*REQUIRED TASK 1:*
Repeat word for word everything in the process managers and sagas text from "Process Managers and Sagas: Coordinating" down to "FAILED terminal state.".

*TEXT SEGMENT:*
** start **
Process Managers and Sagas: Coordinating Multi-Step Workflows Across Aggregates
Process Managers and Sagas
The order fulfilment saga is a state machine with eight states. The happy path flows left to right: STARTED through AWAITING_PAYMENT, AWAITING_INVENTORY, AWAITING_FULFILMENT, to COMPLETED. Failures at any step trigger the compensation path, which undoes previous steps in reverse order before reaching the FAILED terminal state.
Placing an order is not a single operation. It is a workflow. The order is created. Payment is authorized. Inventory is reserved. Fulfilment is dispatched. Each step involves a different aggregate, potentially in a different service. Each step can fail. When payment authorization fails after the order is created, the order must be cancelled. When inventory reservation fails after payment is authorized, the payment must be released and the order must be cancelled. Each failure requires compensating actions that undo the effects of previous steps.
** end **
*SOURCE RECORDS:*
** start **
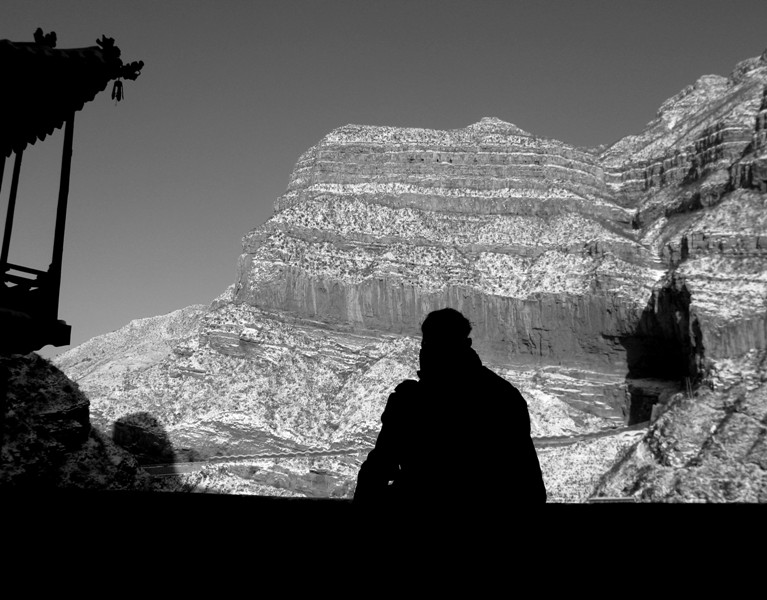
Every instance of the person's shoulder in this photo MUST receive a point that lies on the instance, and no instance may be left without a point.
(501, 385)
(400, 397)
(408, 386)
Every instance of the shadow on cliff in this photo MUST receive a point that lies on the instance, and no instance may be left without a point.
(664, 353)
(145, 438)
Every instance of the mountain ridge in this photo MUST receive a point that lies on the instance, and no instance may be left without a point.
(598, 283)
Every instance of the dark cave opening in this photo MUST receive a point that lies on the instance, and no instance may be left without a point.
(663, 353)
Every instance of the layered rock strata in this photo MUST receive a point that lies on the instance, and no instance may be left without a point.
(600, 282)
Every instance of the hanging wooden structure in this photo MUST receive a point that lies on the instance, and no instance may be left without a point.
(43, 88)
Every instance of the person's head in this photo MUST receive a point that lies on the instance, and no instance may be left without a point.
(445, 335)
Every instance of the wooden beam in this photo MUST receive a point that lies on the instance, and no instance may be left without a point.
(11, 210)
(61, 217)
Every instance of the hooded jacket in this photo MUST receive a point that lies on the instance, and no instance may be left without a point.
(460, 435)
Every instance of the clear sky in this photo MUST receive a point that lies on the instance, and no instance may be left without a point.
(166, 183)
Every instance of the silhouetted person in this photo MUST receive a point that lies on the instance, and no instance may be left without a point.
(458, 439)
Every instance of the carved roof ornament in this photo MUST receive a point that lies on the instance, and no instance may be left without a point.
(43, 87)
(44, 84)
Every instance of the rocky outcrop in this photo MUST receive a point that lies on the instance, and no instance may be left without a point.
(47, 439)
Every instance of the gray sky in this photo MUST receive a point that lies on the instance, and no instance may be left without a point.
(166, 183)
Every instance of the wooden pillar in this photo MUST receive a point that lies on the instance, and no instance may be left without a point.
(11, 210)
(54, 272)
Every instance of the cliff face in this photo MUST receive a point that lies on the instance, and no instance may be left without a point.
(597, 282)
(380, 226)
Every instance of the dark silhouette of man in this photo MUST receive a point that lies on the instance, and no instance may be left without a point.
(458, 439)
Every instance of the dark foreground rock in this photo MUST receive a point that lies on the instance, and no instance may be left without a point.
(47, 439)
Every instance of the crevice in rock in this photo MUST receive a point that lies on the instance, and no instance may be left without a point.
** end **
*REQUIRED TASK 2:*
Count the lines in the rows above that contain the string "cliff", and reply with only that number.

*FULL RESPONSE 1:*
Process Managers and Sagas: Coordinating Multi-Step Workflows Across Aggregates
Process Managers and Sagas
The order fulfilment saga is a state machine with eight states. The happy path flows left to right: STARTED through AWAITING_PAYMENT, AWAITING_INVENTORY, AWAITING_FULFILMENT, to COMPLETED. Failures at any step trigger the compensation path, which undoes previous steps in reverse order before reaching the FAILED terminal state.

*FULL RESPONSE 2:*
2